What you will do —
(a) Please recast the paragraph of the Veda biography that begins "Winner of the 1999 Alternative Miss Ireland competition" as a short bulleted list that keeps its main facts.
(b) Reproduce the portion of the Veda biography between "Veda Beaux Reves, originally" and "from Dublin, Ireland.", inclusive.
(c) According to the Veda biography, what city and country is Veda from?

Source passage —
- Other names: Enda McGrattan, Annmarie O'Connor
- Occupation(s): drag queen, musician
- Website: http://vedamusiconline.com/home.htm

= Veda Beaux Reves =

Irish singer and drag queen

Veda Beaux Reves, originally Veda Bon Reve, also known as Enda McGrattan, but better known simply as Veda, is a drag queen and singer from Dublin, Ireland.

== Career ==

Winner of the 1999 Alternative Miss Ireland competition, In 2002 she formed indie rock group Daddy's Little Princess who later went on to support Scissor Sisters on tour in 2004
. In 2006 Veda along with fellow drag artist Davina Devine formed electropop duo LadyFace. In 2010, Veda released her debut album Stars Edge which peaked in the top ten of the Irish charts. In summer 2010, Veda performed at Electric Picnic and headlined the Milk festival.

Given data —
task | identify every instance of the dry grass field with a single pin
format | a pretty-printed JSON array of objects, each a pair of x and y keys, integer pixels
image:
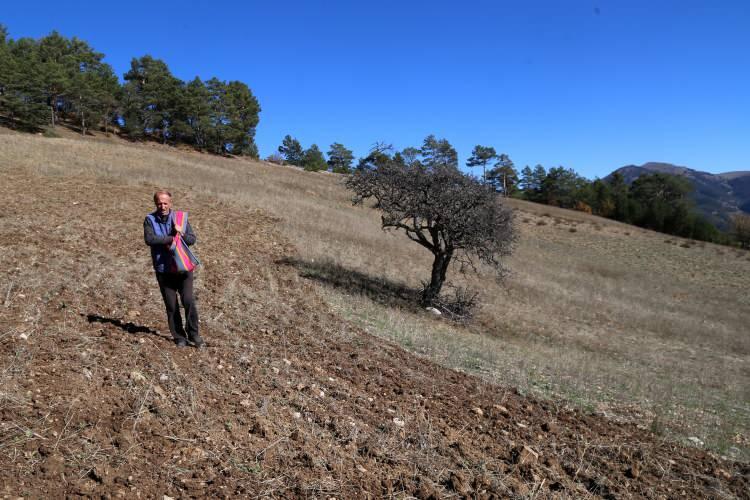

Expected results —
(a)
- 1999: won the Alternative Miss Ireland competition
- 2002: formed the indie rock group Daddy's Little Princess, which supported Scissor Sisters on tour in 2004
- 2006: formed the electropop duo LadyFace with drag artist Davina Devine
- 2010: released the debut album Stars Edge, which reached the top ten of the Irish charts
- Summer 2010: performed at Electric Picnic and headlined the Milk festival

(b)
Veda Beaux Reves, originally Veda Bon Reve, also known as Enda McGrattan, but better known simply as Veda, is a drag queen and singer from Dublin, Ireland.

(c) Dublin, Ireland.